# Excerpt
----
Again, that's the 'in practice' part. Even classically, given enough time any light wave will become so redshifted, that you'd need an impractically large detector to see it. But it doesn't mean the signal isn't there.

kurros said:
Edit: Ok looking at the link you posted, it is the particle horizon you are talking about yes?
I'm talking about the meaning of the event horizon. If the worldline of an object ever was within the event horizon of an observer, the event of the object's crossing of the horizon will be observed only after infinite time.
Particle horizon is more in line with what the OP is talking about when he asks about observable universes.

platosuniverse said:
I do disagree on your second part though
Ok. What part exactly do you disagree with, and why?
 
  • #13
Bandersnatch said:
Again, that's the 'in practice' part. Even classically, given enough time any light wave will become so redshifted, that you'd need an impractically large detector to see it. But it doesn't mean the signal isn't there.

It does in the quantum case though. In the example I gave, there is probably no signal at all, not even one photon. That is literally zero signal, unless you happen to get extremely lucky. So "probably zero signal" is philosophically quite different to "an extremely weak signal" I would say.

Though I am not sure if there is some super bizarre quantum argument to save things here, something about how the wavefunction is still here even though it has an extremely low amplitude...
 
  • #14
kurros said:
It does in the quantum case though. In the example I gave, there is probably no signal at all, not even one photon. That is literally zero signal, unless you happen to get extremely lucky. So "probably zero signal" is philosophically quite different to "an extremely weak signal" I would say.
I don't disagree with that. The point I'm making is that with signals sent from within the event horizon you can in principle get 'extremely lucky' and observe that one photon. This is not true for signals from without the event horizon.
It's good to focus on the classical aspects here, since the expansion of the universe is based on a classical theory of gravity, and all the standard definitions and nomenclature used - such as the meaning of various horizons and the observable universe - does not include quantum effects.
 
  • #15
platosuniverse said:
For instance, if a hypothetical alien lived in MACS0647-JD galaxy which is 13.3 billion light years away, wouldn't it's observable universe extend into space outside of our observable universe?

Yes.

Wouldn't that mean observable universes are infinite and share the same age?

We don't know. It's possible that the bubble we are in is finite. In some inflationary theories, the bubble of "normal vacuum" is finite and its border is expanding into "false vacuum" all the time. If this is the case, we are far away from that border, likely many times farther than the size of the observable Universe (otherwise, if we would be close to the border, CMB would have a measurable dipole component).
 
  • #16
Bandersnatch said:
If you've seen it once, then you'll keep seeing it.
----
# Provided material

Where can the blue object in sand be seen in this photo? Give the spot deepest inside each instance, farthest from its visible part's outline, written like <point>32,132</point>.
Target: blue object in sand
----
# Exercise tasks
1) In the discussion of cosmic horizons, what would the CMB have if we were close to the border of our bubble?
2) Pick up the discussion of cosmic horizons after its last line and keep it going.

# Outputs by task
1) It would have a measurable dipole component.

2)
What @Bandersnatch is true (modulo redshift).

kurros said:
That's not true, is it? Due to the accelerated expansion of the universe, distant objects are moving outside our observable horizon all the time.

This is a myth. Once on our past lightcone, always on our past lightcone, even in universes that have accelerating expansion. As time passes, some objects that are not our past lightcone move onto our past lightcone, but, once on, no object moves off our past lighcone, i.e., the amount of stuff in the observable universe increases with time.
 
  • #17
Here's an interesting article I just read that touches on this.

But these individual large groups will accelerate away from one another thanks to dark energy, and so will never have the opportunity to encounter one another or communicate with one another for very long. For example, if we were to send out signals today, from our location, at the speed of light, we’d only be able to reach 3% of the galaxies in our observable Universe today; the rest are already forever beyond our reach.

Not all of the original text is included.